Fruitful Events
I spent part of this week doing cold outreach, and the positive response rates genuinely surprised me.
Cold outreach gets a bad reputation because most people do it wrong. They reach out without a real process or a clear reason why the partnership makes sense for the other person. What actually works is leading with value, showing you've done your research, and keeping the ask small enough that responding feels easy.
That's the approach I've been refining, and this week was a good reminder that when it works, it really works. More on that framework another time.
Let's get started.
FRUITFUL FINDS
B2B event resources & news
Will Guidara (Eleven Madison Park, #1 restaurant in the world) breaks down what "unreasonable hospitality" actually looks like in practice. A lot here maps directly to events. (Watch)
Varun Rana's viral LinkedIn "job announcement" is the most accurate thing posted on that platform in years. (LinkedIn)
Laura Beaulieu runs 25 AI agents that power her entire marketing operation and it’s built in Claude Code with zero technical background. Free 45-minute lesson. (Watch)
DEEP DIVE
The hospitality homework B2B event organizers can steal
I wasn't planning this deep dive, but yesterday I went down a YouTube rabbit hole and ended up on a Nathan Barry Show episode featuring Will Guidara and Brian Canlis. I was maybe ten minutes in before I had my notes app open, writing down connections to B2B events.

☆ ☆ ☆ ☆

**WHAT IS NEEDED**
Copy the passage of the Fruitful Events text that opens with the words containing "That's the approach" and closes with "to events. (Watch)", substituting "method" for "framework".

☆ ☆ ☆ ☆

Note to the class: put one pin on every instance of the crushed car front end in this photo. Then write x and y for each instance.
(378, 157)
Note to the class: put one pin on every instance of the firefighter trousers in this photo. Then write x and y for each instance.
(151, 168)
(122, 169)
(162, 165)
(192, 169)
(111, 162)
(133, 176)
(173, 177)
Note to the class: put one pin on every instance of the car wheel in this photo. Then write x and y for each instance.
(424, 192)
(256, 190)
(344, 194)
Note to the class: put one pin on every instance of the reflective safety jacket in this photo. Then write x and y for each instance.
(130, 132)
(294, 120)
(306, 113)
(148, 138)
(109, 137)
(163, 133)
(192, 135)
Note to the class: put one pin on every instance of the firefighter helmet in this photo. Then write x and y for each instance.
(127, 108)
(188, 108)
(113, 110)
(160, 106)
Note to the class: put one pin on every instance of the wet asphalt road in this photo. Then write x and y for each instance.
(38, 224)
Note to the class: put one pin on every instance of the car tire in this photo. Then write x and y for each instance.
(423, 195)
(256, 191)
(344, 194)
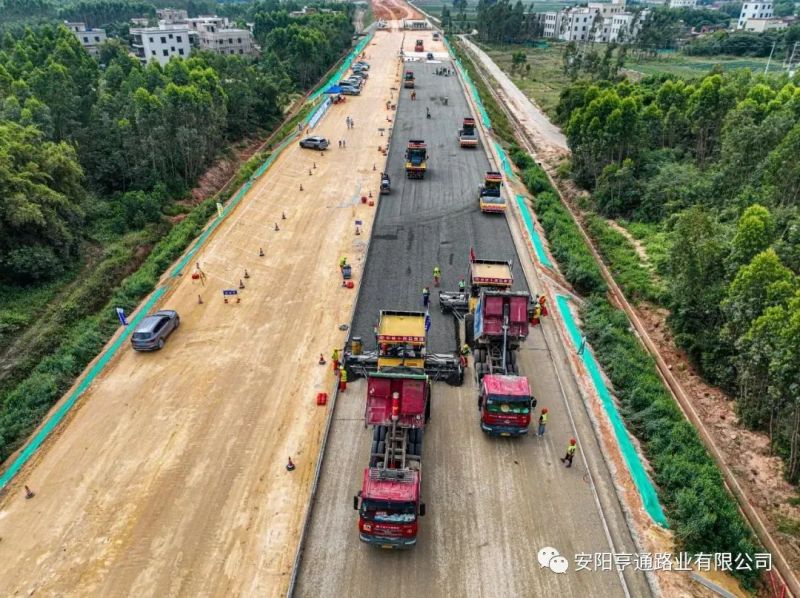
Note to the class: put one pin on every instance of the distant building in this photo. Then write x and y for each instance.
(90, 38)
(754, 10)
(160, 43)
(215, 34)
(172, 15)
(762, 25)
(598, 22)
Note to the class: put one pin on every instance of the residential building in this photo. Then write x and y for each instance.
(90, 38)
(160, 43)
(215, 34)
(172, 15)
(762, 25)
(754, 10)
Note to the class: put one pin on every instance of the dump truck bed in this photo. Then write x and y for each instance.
(487, 273)
(399, 326)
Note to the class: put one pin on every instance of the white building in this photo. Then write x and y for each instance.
(762, 25)
(754, 10)
(90, 38)
(160, 43)
(215, 34)
(172, 15)
(683, 3)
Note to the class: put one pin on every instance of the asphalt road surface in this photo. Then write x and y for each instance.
(429, 222)
(492, 503)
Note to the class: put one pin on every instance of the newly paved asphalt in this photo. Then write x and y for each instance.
(492, 503)
(429, 222)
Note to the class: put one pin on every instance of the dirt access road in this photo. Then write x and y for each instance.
(492, 503)
(169, 478)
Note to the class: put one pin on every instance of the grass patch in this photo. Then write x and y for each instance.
(501, 126)
(634, 277)
(546, 79)
(79, 336)
(655, 240)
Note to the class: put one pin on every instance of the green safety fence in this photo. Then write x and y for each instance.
(504, 161)
(473, 90)
(640, 478)
(337, 76)
(62, 411)
(36, 442)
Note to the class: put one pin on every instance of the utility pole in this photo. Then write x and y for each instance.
(766, 68)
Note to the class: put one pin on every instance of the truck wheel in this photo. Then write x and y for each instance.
(469, 329)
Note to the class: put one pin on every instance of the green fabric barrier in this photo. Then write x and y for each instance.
(640, 478)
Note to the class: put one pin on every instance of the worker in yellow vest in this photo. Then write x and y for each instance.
(542, 422)
(570, 452)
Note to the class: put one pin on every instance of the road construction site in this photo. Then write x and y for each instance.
(492, 503)
(168, 477)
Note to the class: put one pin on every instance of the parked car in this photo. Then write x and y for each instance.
(151, 333)
(318, 143)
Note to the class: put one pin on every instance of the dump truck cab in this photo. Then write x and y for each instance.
(467, 137)
(401, 340)
(491, 198)
(416, 159)
(388, 505)
(505, 404)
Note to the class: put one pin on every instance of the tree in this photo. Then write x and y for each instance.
(40, 182)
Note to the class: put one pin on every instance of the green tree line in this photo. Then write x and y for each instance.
(716, 163)
(83, 144)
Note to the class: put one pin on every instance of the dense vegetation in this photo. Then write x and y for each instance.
(716, 163)
(93, 162)
(701, 512)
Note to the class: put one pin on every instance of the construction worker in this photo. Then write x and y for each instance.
(542, 422)
(570, 452)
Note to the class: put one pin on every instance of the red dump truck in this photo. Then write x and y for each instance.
(467, 137)
(397, 408)
(494, 332)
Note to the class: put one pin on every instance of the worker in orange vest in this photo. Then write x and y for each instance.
(570, 452)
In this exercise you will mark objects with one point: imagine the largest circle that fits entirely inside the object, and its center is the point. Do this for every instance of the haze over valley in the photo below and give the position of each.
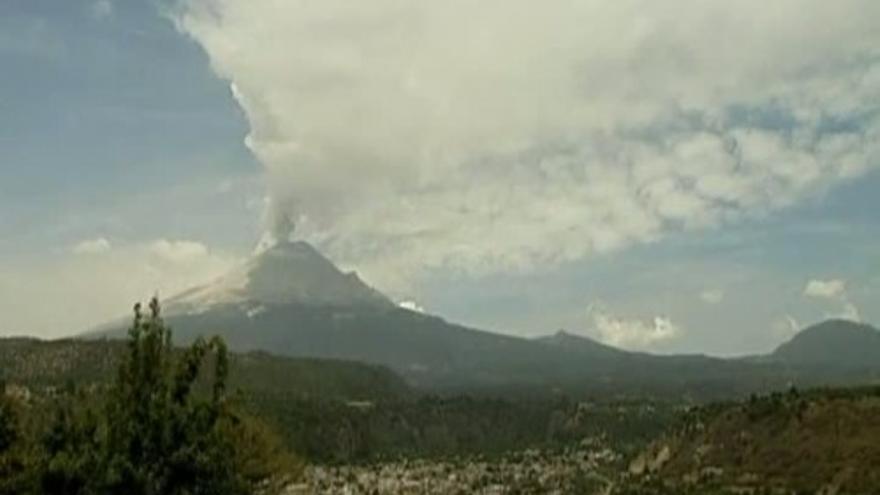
(497, 246)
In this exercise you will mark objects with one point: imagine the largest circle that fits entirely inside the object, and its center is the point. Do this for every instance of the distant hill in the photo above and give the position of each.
(39, 364)
(822, 441)
(838, 343)
(288, 299)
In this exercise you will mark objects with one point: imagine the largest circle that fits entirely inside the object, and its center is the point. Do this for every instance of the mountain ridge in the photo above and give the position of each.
(292, 301)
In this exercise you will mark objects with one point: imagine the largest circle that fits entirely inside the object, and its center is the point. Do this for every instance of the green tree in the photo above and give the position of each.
(165, 427)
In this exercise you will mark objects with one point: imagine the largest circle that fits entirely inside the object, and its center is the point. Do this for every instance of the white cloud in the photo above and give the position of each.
(826, 289)
(69, 294)
(712, 296)
(632, 333)
(178, 251)
(412, 306)
(99, 245)
(833, 290)
(785, 327)
(510, 134)
(102, 9)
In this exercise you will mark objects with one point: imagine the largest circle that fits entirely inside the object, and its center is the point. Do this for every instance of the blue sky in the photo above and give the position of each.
(488, 195)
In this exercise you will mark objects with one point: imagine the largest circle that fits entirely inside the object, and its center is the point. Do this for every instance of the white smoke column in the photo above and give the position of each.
(504, 134)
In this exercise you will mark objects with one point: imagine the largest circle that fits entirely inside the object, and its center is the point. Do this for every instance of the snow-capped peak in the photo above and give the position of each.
(280, 273)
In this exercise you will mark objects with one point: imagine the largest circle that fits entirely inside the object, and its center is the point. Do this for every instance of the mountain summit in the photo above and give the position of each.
(283, 273)
(834, 342)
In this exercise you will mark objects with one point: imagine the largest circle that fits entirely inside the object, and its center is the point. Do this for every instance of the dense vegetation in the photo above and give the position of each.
(820, 441)
(446, 427)
(164, 425)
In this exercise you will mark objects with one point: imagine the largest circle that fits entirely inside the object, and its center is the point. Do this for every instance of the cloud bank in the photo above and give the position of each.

☆ ☆ ☆ ☆

**WRITTEN ANSWER**
That's the approach I've been refining, and this week was a good reminder that when it works, it really works. More on that method another time.
Let's get started.
FRUITFUL FINDS
B2B event resources & news
Will Guidara (Eleven Madison Park, #1 restaurant in the world) breaks down what "unreasonable hospitality" actually looks like in practice. A lot here maps directly to events. (Watch)